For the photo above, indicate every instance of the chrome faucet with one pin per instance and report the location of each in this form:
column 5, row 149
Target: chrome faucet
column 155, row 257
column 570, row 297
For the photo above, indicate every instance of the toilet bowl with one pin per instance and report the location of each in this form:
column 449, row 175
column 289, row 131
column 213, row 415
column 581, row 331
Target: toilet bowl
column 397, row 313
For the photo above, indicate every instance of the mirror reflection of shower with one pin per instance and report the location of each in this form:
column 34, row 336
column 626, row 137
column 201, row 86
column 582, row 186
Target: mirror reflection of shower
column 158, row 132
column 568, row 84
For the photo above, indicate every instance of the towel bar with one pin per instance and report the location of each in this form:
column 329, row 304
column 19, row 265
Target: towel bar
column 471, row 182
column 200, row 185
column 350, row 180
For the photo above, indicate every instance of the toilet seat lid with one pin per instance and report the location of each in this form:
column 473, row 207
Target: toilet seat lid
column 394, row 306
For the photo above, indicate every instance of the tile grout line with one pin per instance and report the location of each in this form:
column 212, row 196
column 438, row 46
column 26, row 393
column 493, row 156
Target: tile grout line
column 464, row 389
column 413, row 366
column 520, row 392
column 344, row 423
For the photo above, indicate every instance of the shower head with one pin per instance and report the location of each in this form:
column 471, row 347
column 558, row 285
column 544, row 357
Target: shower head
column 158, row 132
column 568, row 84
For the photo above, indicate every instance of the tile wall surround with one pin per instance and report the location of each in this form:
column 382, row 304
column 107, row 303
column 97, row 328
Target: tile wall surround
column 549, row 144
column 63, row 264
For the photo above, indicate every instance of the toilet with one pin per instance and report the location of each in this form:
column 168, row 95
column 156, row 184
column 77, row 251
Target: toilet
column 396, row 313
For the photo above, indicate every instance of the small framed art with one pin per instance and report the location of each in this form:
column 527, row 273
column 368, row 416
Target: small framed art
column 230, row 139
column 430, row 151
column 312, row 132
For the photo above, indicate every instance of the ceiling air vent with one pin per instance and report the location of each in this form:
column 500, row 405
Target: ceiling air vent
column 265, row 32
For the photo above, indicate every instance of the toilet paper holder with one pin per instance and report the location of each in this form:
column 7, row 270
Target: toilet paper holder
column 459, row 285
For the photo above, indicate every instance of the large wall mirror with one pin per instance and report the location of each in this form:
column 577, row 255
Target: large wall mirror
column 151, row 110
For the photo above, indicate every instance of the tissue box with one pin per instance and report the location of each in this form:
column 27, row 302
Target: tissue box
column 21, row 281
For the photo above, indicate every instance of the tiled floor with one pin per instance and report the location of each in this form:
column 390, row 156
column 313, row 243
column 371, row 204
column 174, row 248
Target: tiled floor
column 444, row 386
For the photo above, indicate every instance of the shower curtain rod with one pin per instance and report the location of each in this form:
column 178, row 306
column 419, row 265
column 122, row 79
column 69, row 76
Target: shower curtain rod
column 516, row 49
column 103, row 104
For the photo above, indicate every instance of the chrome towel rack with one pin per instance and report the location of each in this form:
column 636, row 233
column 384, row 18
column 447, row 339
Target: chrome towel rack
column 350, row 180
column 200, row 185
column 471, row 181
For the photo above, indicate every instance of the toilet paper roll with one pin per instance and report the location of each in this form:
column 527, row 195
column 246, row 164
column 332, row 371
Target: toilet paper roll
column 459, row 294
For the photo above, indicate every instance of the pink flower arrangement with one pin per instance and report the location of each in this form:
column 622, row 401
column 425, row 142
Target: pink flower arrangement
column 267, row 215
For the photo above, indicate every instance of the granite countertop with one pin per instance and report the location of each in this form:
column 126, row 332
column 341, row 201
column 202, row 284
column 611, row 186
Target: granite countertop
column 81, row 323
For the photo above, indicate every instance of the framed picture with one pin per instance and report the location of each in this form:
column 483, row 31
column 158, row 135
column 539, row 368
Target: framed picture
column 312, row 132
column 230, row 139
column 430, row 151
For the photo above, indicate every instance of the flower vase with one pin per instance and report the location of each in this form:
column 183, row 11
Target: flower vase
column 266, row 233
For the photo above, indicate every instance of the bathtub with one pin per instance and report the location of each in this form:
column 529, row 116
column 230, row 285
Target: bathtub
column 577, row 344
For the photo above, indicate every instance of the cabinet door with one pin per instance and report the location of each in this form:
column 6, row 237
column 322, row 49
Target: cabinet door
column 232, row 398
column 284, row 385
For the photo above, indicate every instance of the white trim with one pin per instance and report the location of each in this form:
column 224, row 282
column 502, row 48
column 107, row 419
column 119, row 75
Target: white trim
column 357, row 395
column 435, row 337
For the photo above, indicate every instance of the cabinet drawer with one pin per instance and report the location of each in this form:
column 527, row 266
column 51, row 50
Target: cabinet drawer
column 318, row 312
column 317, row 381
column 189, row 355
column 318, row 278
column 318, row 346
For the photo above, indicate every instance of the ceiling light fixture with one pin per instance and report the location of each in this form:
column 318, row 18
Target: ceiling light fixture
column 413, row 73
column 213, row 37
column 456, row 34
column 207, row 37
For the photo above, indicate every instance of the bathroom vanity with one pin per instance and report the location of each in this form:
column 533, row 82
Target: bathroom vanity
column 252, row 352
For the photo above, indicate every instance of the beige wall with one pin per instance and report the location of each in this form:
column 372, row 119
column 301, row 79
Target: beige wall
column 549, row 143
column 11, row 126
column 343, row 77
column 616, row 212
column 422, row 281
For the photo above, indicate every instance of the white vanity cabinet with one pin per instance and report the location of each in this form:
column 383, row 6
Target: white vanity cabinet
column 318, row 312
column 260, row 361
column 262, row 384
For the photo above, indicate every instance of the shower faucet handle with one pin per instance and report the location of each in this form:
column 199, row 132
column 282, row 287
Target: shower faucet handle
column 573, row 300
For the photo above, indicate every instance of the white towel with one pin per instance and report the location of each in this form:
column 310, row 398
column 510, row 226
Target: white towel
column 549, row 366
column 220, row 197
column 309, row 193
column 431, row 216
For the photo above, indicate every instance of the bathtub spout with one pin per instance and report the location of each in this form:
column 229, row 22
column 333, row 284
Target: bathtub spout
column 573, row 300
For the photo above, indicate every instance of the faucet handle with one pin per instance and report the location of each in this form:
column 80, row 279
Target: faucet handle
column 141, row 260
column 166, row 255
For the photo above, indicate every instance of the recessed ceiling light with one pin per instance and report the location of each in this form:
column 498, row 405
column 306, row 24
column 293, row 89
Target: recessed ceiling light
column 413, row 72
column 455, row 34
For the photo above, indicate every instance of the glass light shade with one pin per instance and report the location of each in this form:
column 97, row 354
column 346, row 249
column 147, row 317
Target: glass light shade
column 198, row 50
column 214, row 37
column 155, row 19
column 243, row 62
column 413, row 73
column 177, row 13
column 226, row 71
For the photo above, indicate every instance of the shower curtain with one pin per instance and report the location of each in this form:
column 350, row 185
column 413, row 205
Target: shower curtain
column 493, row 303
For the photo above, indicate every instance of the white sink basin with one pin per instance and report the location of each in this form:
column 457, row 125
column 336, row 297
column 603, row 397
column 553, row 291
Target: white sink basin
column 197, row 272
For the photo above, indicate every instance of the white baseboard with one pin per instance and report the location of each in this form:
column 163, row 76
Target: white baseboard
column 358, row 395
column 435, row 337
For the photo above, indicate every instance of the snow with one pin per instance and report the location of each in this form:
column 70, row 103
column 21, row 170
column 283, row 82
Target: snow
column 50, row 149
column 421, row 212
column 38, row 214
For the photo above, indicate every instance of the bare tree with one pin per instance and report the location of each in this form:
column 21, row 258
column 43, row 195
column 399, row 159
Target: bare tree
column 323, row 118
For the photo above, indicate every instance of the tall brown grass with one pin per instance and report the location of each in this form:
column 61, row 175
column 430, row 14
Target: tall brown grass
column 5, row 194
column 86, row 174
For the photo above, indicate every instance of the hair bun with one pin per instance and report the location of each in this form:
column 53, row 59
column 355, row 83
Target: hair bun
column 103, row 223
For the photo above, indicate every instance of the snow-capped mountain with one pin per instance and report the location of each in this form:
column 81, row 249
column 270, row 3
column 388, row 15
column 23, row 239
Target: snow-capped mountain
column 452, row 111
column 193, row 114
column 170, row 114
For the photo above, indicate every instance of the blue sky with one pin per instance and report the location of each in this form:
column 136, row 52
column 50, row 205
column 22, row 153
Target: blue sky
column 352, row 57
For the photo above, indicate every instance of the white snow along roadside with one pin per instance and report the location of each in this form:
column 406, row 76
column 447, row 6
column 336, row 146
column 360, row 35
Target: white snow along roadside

····················

Could you copy out the stretch of the data above, from the line containing "the bathtub spout" through the line containing "column 166, row 255", both included, with every line reproduced unchanged?

For the photo above, indicate every instance of the bathtub spout with one pin per instance and report the location of each in this form:
column 229, row 22
column 333, row 284
Target: bathtub spout
column 573, row 300
For the photo above, indicate every instance of the faucet handle with one pin per instance and report the location of each in this form:
column 80, row 279
Target: faucet handle
column 141, row 260
column 166, row 255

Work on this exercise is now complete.